[УСЛОВИЕ ЗАДАЧИ 1] Выберите из списка все строки, в которых встречается слово «iron».

------------------------------------------------------------------------

Щедровицкий П.Г. Нет, ну смотри: ты же тоже должен понимать, что когда у тебя исходным материалом является заготовка для стола, а продуктом – стол, то это одна организация акта деятельности. А когда у тебя исходным материалом является система деятельности с людьми, включенными туда…
Флямер М. Продуктом стратегия – то..?
Щедровицкий П.Г. Нет. А продуктом является другая система деятельности, иначе организованная, то структура акта будет иной, хотя формально ты можешь, конечно, представить её в том же элементном составе. Но поскольку у тебя вся морфология будет другой, то, что тебе дает внешнее тождество функциональной структуры? Ничего. Ну, я грубо сейчас говорю.
Ковалевич Д. Кроме как способы размышления ***.
Щедровицкий П.Г. Подожди, секундочку. Но способ рассуждения не отвечает на твой вопрос. Ты говоришь: «Отличается или не отличается структура третьего акта?» – я говорю: «Отличается». Ты говоришь: «Чем?» – я говорю: «Морфологическим наполнением». Ты говоришь: «А, это ерунда! Главное – функциональная структура». Но так не получится.
Ковалевич Д. Хорошо, давайте тогда разведем вопрос. То есть, функциональной структурой не отличается, а отличается морфологической?
Щедровицкий П.Г. И функциональной структурой может немножко отличаться; в частности, уровнем её дифференциации.
Ковалевич Д. Ну, опять-таки, сложностью.
Щедровицкий П.Г. Подожди. Ну, сложностью, да. Но и смотри: и дальше действует этот старый принцип, что нельзя управлять чем-то, имея более простую структуру.
Поэтому у рефлексивно более высоких этажей деятельности, которые являются важным фоновым условием управления, структура должна быть не менее сложна, а лучше – более сложна, чем структура объекта. Если этим объектом является сложная кооперация и коммуникация разных деятельностей, то и эта структура усложняется соответствующим образом.

------------------------------------------------------------------------

[УСЛОВИЕ ЗАДАЧИ 2] Почему, согласно приведённому тексту, структура рефлексивно более высоких этажей деятельности должна быть не менее сложной, чем структура объекта? Ответьте в одном–трёх предложениях.

[ИСХОДНЫЕ ДАННЫЕ]

------------------------------------------------------------------------

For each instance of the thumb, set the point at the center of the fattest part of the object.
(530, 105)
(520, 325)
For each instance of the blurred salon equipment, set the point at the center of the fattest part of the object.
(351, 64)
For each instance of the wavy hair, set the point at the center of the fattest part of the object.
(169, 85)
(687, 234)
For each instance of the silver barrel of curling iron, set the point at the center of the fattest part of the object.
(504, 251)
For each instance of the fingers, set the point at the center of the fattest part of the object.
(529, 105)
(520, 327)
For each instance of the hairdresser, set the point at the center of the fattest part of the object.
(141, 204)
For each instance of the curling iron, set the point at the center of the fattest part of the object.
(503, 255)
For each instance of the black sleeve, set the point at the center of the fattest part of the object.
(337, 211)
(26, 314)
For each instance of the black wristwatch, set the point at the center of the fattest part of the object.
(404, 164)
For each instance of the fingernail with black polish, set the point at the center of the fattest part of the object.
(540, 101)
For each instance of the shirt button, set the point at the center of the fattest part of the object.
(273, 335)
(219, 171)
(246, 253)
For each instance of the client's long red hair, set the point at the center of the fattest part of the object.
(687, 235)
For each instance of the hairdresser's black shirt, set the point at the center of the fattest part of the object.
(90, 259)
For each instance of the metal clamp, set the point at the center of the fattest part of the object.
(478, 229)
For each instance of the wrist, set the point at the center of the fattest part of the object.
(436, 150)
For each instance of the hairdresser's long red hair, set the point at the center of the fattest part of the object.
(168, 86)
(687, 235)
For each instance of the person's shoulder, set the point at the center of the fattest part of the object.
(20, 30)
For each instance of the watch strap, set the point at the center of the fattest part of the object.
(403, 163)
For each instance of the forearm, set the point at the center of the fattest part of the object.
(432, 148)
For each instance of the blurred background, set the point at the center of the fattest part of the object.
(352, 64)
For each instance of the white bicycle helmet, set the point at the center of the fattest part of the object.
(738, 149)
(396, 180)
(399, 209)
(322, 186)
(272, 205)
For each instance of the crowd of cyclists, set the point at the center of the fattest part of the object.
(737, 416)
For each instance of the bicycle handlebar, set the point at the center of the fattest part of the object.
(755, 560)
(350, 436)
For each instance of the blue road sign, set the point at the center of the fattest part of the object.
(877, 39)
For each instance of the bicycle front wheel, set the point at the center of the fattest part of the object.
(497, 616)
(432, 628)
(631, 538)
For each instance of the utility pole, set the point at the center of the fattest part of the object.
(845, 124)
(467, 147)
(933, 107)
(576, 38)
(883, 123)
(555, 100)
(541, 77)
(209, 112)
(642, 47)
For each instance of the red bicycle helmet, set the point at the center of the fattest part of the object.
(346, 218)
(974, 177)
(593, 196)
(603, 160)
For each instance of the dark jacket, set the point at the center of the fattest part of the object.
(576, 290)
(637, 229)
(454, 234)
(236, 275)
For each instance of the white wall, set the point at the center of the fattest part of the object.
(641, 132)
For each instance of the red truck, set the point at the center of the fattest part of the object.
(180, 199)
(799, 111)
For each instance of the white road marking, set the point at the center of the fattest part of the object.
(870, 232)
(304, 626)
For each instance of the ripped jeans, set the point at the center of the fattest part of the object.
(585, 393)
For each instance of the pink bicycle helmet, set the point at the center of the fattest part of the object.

------------------------------------------------------------------------

[ОТВЕТ НА ЗАДАНИЕ 1]
For each instance of the silver barrel of curling iron, set the point at the center of the fattest part of the object.
For each instance of the curling iron, set the point at the center of the fattest part of the object.

[ОТВЕТ НА ЗАДАНИЕ 2] Потому что действует старый принцип: нельзя управлять чем-то, имея более простую структуру. Эти этажи являются важным фоновым условием управления, поэтому их структура должна быть не менее сложна, а лучше более сложна, чем структура объекта.